Recast all of the material below as a numbered list, dropping any blank lines. Leave the pictures out of your answer.

━━━ Supplied material ━━━

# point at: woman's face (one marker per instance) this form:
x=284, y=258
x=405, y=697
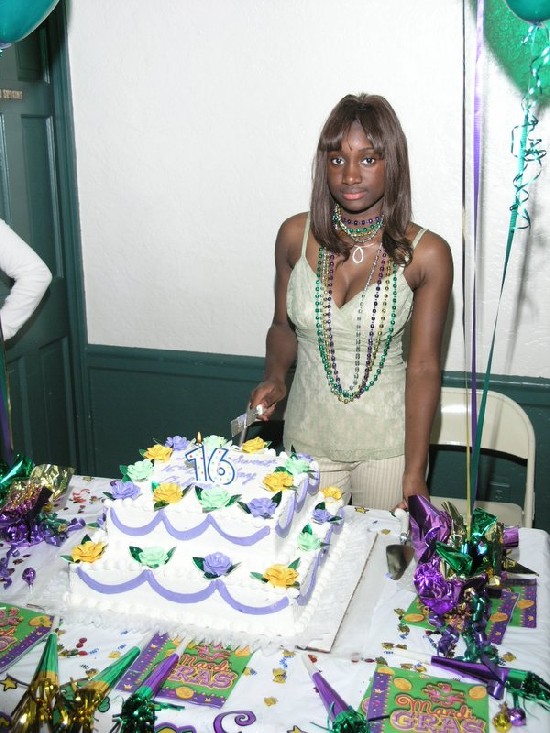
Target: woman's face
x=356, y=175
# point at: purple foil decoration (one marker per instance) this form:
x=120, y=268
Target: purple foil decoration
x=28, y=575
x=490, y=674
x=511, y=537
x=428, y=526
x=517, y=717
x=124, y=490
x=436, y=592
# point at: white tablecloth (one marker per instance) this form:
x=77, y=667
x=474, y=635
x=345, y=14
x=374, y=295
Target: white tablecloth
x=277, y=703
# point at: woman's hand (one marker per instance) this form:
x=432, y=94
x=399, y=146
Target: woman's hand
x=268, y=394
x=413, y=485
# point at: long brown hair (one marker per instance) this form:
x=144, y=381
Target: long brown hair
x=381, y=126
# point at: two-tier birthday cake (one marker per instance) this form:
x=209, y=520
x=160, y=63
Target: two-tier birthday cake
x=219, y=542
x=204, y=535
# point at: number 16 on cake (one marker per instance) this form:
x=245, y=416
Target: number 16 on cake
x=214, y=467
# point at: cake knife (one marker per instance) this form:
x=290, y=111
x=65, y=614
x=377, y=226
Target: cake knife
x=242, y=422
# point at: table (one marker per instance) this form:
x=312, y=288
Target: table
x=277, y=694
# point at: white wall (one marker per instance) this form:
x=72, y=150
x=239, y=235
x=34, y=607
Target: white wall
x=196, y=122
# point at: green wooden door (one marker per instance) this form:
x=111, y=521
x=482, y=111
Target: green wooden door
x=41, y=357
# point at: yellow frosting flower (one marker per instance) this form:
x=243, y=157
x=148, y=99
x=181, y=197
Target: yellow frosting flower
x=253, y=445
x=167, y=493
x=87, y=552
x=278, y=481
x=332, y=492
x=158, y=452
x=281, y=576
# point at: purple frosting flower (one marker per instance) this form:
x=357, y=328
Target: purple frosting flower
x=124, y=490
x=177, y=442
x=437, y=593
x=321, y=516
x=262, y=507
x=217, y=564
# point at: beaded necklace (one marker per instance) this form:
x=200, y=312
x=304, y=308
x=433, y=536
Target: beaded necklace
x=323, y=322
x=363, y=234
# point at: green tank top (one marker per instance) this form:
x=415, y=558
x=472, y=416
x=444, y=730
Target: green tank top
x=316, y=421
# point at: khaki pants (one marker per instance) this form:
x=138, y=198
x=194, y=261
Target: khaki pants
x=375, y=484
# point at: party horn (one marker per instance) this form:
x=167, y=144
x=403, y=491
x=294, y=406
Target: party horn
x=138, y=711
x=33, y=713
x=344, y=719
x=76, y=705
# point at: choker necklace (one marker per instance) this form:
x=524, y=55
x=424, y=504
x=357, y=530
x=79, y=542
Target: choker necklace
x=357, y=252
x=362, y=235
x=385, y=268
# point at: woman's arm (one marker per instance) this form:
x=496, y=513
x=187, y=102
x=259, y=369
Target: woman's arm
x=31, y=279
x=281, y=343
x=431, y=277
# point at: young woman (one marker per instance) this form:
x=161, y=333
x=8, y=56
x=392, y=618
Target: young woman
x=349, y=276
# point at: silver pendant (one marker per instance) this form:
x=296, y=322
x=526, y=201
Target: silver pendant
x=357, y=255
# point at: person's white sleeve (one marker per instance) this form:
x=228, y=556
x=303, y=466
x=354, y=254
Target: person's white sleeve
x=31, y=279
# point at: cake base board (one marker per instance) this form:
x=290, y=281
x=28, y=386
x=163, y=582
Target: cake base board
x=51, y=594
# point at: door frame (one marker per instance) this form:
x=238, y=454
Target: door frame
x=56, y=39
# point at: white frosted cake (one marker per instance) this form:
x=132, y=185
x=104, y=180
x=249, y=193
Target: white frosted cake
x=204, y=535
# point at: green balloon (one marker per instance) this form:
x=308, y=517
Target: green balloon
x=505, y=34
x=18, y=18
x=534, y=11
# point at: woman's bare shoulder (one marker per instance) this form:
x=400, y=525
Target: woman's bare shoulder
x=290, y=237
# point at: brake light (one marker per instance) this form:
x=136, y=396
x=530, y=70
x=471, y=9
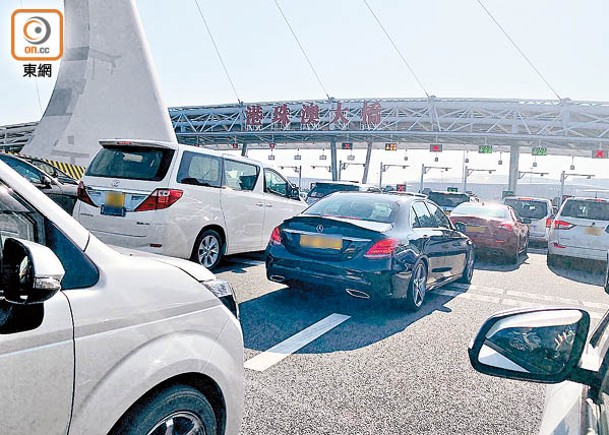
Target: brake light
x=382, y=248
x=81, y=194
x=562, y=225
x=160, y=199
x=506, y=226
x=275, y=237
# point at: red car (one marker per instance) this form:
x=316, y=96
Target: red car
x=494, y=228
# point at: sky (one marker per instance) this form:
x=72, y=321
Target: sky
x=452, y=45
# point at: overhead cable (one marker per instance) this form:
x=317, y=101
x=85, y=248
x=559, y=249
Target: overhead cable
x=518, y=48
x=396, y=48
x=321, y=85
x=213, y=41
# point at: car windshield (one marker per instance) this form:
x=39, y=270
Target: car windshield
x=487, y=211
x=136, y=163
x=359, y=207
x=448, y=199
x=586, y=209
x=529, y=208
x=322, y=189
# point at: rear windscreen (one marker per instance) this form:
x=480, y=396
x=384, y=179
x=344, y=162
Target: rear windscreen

━━━

Output below ▸
1. # point at: woman's face (one marker per instance) this form:
2. x=284, y=258
3. x=405, y=697
4. Target: woman's face
5. x=356, y=175
6. # point at: purple foil decoration (one marker per instance) this form:
7. x=120, y=268
8. Target: purple foil decoration
9. x=28, y=575
10. x=490, y=674
11. x=511, y=537
12. x=428, y=526
13. x=517, y=717
14. x=124, y=490
15. x=436, y=592
16. # point at: white tablecloth (one marker per instance) this form:
17. x=77, y=667
18. x=474, y=635
19. x=345, y=14
20. x=374, y=295
21. Target: white tablecloth
22. x=277, y=703
23. # point at: woman's hand (one marker per instance) this form:
24. x=432, y=94
25. x=399, y=146
26. Target: woman's hand
27. x=268, y=394
28. x=413, y=485
29. # point at: long brown hair (one marker per instance) this form:
30. x=144, y=381
31. Target: long brown hair
32. x=381, y=126
33. # point at: two-tier birthday cake (one marker per instance) this form:
34. x=209, y=520
35. x=160, y=63
36. Target: two-tier birthday cake
37. x=219, y=542
38. x=204, y=535
39. # point at: number 16 on cake (one marker per instance) this form:
40. x=245, y=416
41. Target: number 16 on cake
42. x=214, y=467
43. # point at: cake knife (one marker per instance) this form:
44. x=290, y=111
45. x=65, y=614
46. x=377, y=226
47. Target: cake knife
48. x=242, y=422
49. # point at: table (one marker per instance) this form:
50. x=312, y=288
51. Target: table
52. x=277, y=694
53. # point at: white wall (one marker per instance) this form:
54. x=72, y=150
55. x=239, y=235
56. x=34, y=607
57. Target: white wall
58. x=196, y=122
59. # point at: green wooden door (one marker per instance) this form:
60. x=111, y=521
61. x=482, y=111
62. Target: green wooden door
63. x=41, y=357
64. # point at: yellow frosting flower (one marker per instance) this form:
65. x=243, y=157
66. x=148, y=99
67. x=181, y=197
68. Target: yellow frosting flower
69. x=253, y=445
70. x=167, y=493
71. x=87, y=552
72. x=278, y=481
73. x=332, y=492
74. x=158, y=452
75. x=281, y=576
76. # point at: purple frosting flower (one marker per instance) this form:
77. x=357, y=328
78. Target: purple frosting flower
79. x=124, y=490
80. x=177, y=442
81. x=437, y=593
82. x=321, y=516
83. x=262, y=507
84. x=217, y=564
85. # point at: beaded necklace (one marker per instance) this form:
86. x=200, y=312
87. x=304, y=308
88. x=433, y=536
89. Target: beaded necklace
90. x=323, y=322
91. x=363, y=234
92. # point at: green tank top (one marker per instance) this form:
93. x=415, y=558
94. x=472, y=416
95. x=444, y=730
96. Target: green tank top
97. x=316, y=421
98. # point at: khaki pants (one marker per instance) this form:
99. x=138, y=198
100. x=194, y=261
101. Target: khaki pants
102. x=375, y=484
103. # point at: party horn (one marker per instance) this form:
104. x=167, y=144
105. x=403, y=491
106. x=294, y=406
107. Target: party horn
108. x=138, y=711
109. x=33, y=713
110. x=344, y=719
111. x=76, y=705
112. # point at: choker necklace (one marker per instance) this form:
113. x=524, y=55
114. x=424, y=504
115. x=357, y=530
116. x=79, y=542
117. Target: choker necklace
118. x=357, y=252
119. x=362, y=235
120. x=385, y=268
121. # point at: woman's arm (one marker per instance) this form:
122. x=496, y=513
123. x=187, y=102
124. x=259, y=369
125. Target: woman's arm
126. x=31, y=279
127. x=281, y=343
128. x=431, y=277
129. # point at: young woman (one marker per instance) this form:
130. x=161, y=333
131. x=8, y=56
132. x=392, y=618
133. Target: young woman
134. x=349, y=276
135. # point at: silver pendant (one marker per instance) this form:
136. x=296, y=322
137. x=526, y=201
138. Target: silver pendant
139. x=357, y=255
140. # point at: person's white sleeve (one marker per instance) this form:
141. x=228, y=556
142. x=303, y=466
143. x=354, y=254
144. Target: person's white sleeve
145. x=31, y=279
146. # point at: cake base board (one marker per instance) this form:
147. x=290, y=281
148. x=28, y=386
149. x=163, y=582
150. Target: cake base board
151. x=51, y=594
152. # point at: door frame (one marker per instance) this form:
153. x=238, y=454
154. Target: door frame
155. x=56, y=39
156. # point at: white frosted cake (one marker per instance) this form:
157. x=132, y=185
158. x=104, y=180
159. x=249, y=193
160. Target: white frosted cake
161. x=204, y=535
162. # point at: green balloon (one marker per instance) this form:
163. x=308, y=517
164. Target: green balloon
165. x=505, y=34
166. x=18, y=18
167. x=534, y=11
168. # point at: woman's bare shoulder (one marker per instance) this form:
169. x=400, y=525
170. Target: woman's bare shoulder
171. x=290, y=237
172. # point at: brake light (one marker per instance) this form:
173. x=136, y=396
174. x=530, y=70
175. x=471, y=9
176. Target: brake light
177. x=382, y=248
178. x=81, y=194
179. x=562, y=225
180. x=160, y=199
181. x=506, y=226
182. x=275, y=237
183. # point at: red car (one marker per instance) this form:
184. x=316, y=96
185. Target: red car
186. x=494, y=228
187. # point at: sky (one marker per instance) this form:
188. x=72, y=321
189. Target: sky
190. x=452, y=45
191. # point at: overhead cable (one marker per instance) this form:
192. x=317, y=101
193. x=85, y=248
194. x=559, y=249
195. Target: overhead cable
196. x=518, y=48
197. x=396, y=48
198. x=321, y=85
199. x=213, y=41
200. # point at: car windshield (one marker per instance) this form:
201. x=39, y=270
202. Target: car windshield
203. x=487, y=211
204. x=136, y=163
205. x=359, y=207
206. x=448, y=199
207. x=586, y=209
208. x=529, y=208
209. x=322, y=189
210. # point at: rear windscreen (one marker per instance) this form:
211. x=480, y=396
212. x=384, y=179
213. x=344, y=162
214. Target: rear windscreen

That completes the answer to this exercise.